What to produce: Every record here needs to be written out again exactly.

Dataset:
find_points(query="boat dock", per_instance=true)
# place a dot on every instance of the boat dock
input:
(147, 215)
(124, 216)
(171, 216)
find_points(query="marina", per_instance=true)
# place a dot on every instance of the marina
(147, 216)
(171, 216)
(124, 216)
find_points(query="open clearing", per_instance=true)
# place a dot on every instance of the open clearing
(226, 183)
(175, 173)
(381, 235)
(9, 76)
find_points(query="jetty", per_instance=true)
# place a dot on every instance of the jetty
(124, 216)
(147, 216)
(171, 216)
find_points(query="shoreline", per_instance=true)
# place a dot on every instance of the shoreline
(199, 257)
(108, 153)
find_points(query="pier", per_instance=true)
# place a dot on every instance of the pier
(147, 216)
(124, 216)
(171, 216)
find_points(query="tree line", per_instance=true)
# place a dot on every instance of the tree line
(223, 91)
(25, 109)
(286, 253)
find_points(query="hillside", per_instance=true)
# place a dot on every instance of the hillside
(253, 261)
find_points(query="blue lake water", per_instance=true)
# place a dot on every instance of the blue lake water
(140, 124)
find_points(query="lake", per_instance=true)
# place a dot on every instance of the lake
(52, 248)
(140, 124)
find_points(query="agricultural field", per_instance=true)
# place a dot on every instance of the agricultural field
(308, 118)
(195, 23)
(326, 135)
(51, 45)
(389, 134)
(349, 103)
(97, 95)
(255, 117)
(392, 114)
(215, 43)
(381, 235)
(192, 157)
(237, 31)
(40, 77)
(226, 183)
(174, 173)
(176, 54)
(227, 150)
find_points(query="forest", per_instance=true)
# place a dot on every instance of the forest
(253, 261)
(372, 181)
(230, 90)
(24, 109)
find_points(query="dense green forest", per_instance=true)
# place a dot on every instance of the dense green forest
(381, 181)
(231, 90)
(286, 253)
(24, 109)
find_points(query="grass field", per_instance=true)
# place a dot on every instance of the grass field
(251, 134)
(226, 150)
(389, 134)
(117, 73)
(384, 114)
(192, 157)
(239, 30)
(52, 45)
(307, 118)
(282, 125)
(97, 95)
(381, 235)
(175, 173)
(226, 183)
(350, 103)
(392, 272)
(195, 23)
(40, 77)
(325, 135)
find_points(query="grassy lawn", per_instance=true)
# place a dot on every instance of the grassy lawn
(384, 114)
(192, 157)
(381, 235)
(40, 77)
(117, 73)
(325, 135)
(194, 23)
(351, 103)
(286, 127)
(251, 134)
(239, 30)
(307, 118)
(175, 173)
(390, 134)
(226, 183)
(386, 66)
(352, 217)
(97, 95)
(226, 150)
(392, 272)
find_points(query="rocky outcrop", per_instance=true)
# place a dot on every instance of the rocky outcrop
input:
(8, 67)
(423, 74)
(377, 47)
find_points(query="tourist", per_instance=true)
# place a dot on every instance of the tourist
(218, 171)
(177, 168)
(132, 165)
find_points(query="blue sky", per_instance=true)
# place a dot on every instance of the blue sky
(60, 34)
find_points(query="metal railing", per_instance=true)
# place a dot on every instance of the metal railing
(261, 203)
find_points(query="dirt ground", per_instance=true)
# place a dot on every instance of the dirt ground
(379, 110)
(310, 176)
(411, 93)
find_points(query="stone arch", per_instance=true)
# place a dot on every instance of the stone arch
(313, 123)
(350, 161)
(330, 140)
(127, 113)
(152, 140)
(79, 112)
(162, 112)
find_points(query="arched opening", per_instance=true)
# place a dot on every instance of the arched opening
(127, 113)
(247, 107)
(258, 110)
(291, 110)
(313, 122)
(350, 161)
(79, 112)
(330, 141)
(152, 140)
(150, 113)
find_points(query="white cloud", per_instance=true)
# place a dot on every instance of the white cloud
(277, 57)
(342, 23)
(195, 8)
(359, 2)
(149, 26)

Output of the task:
find_points(query="boat dock", per_instance=true)
# place a dot on every instance of the boat dock
input:
(147, 215)
(124, 216)
(171, 216)
find_points(query="marina", per_instance=true)
# place a dot on every instance of the marina
(147, 216)
(171, 216)
(124, 216)
find_points(query="open clearing", per_instance=true)
# place a dot on every instance of the open clearing
(226, 183)
(175, 173)
(381, 235)
(9, 76)
find_points(query="jetty", per_instance=true)
# place a dot on every instance of the jetty
(124, 216)
(147, 216)
(171, 216)
find_points(query="shoreline", per_instance=true)
# place a dot on every instance of the shoreline
(199, 257)
(108, 153)
find_points(query="pier", per_instance=true)
# place a dot on every instance of the pier
(147, 216)
(124, 216)
(171, 216)
find_points(query="tree line", per_instance=true)
# place a dot on every instance of the tree line
(223, 91)
(25, 109)
(286, 253)
find_points(query="hillside", per_instance=true)
# place a dot on every instance of the hillside
(253, 261)
find_points(query="blue lake water", per_instance=true)
# place a dot on every instance of the blue lake water
(140, 124)
find_points(query="lake", per_instance=true)
# place a dot on every instance of the lake
(52, 248)
(140, 124)
find_points(query="agricultural field", per_instance=true)
# place a dot on every instance of the agricultural field
(308, 118)
(195, 23)
(326, 135)
(51, 45)
(389, 134)
(349, 103)
(97, 95)
(255, 117)
(392, 114)
(215, 43)
(381, 235)
(192, 157)
(237, 31)
(40, 77)
(226, 183)
(174, 173)
(176, 54)
(227, 150)
find_points(query="forest", per_instance=true)
# place a dot on every instance of the forest
(253, 261)
(372, 181)
(230, 90)
(24, 109)
find_points(query="dense green forest", per_instance=true)
# place a dot on every instance of the dense green forest
(381, 181)
(231, 90)
(286, 253)
(24, 109)
find_points(query="grass field", per_instance=true)
# place a dot on every instance of the grass field
(251, 134)
(226, 150)
(389, 134)
(117, 73)
(384, 114)
(192, 157)
(239, 30)
(52, 45)
(307, 118)
(282, 125)
(97, 95)
(381, 235)
(175, 173)
(226, 183)
(350, 103)
(392, 272)
(195, 23)
(40, 77)
(325, 135)
find_points(query="grassy lawn", per_instance=true)
# place a dot on every instance of the grassy lawn
(384, 114)
(192, 157)
(381, 235)
(40, 77)
(117, 73)
(325, 135)
(194, 23)
(351, 103)
(286, 127)
(251, 134)
(239, 30)
(307, 118)
(175, 173)
(390, 134)
(226, 183)
(386, 66)
(352, 217)
(97, 95)
(226, 150)
(392, 272)
find_points(query="rocky outcrop", per_instance=true)
# place a dot on every instance of the rocky outcrop
input:
(8, 67)
(423, 74)
(377, 47)
find_points(query="tourist", per_instance=true)
# place a dot on every instance of the tourist
(218, 171)
(177, 168)
(132, 165)
find_points(query="blue sky", per_instance=true)
# place a dot on every instance of the blue sky
(60, 34)
find_points(query="metal railing", per_instance=true)
# place a dot on every instance of the metal railing
(261, 203)
find_points(query="dirt ground", per_instance=true)
# place a dot on every instance of the dirt ground
(379, 110)
(310, 176)
(411, 93)
find_points(query="stone arch", per_instance=true)
# place a dot on every instance of the stone arch
(313, 123)
(350, 161)
(330, 140)
(127, 113)
(152, 140)
(79, 112)
(162, 112)
find_points(query="arched opening", per_instance=true)
# place a dot on every instance of the arched opening
(127, 113)
(247, 107)
(258, 110)
(291, 110)
(313, 122)
(350, 161)
(79, 112)
(330, 141)
(152, 140)
(150, 113)
find_points(query="white cloud", per_instance=true)
# place a dot on every instance of the white cloud
(277, 57)
(342, 23)
(195, 8)
(359, 2)
(149, 26)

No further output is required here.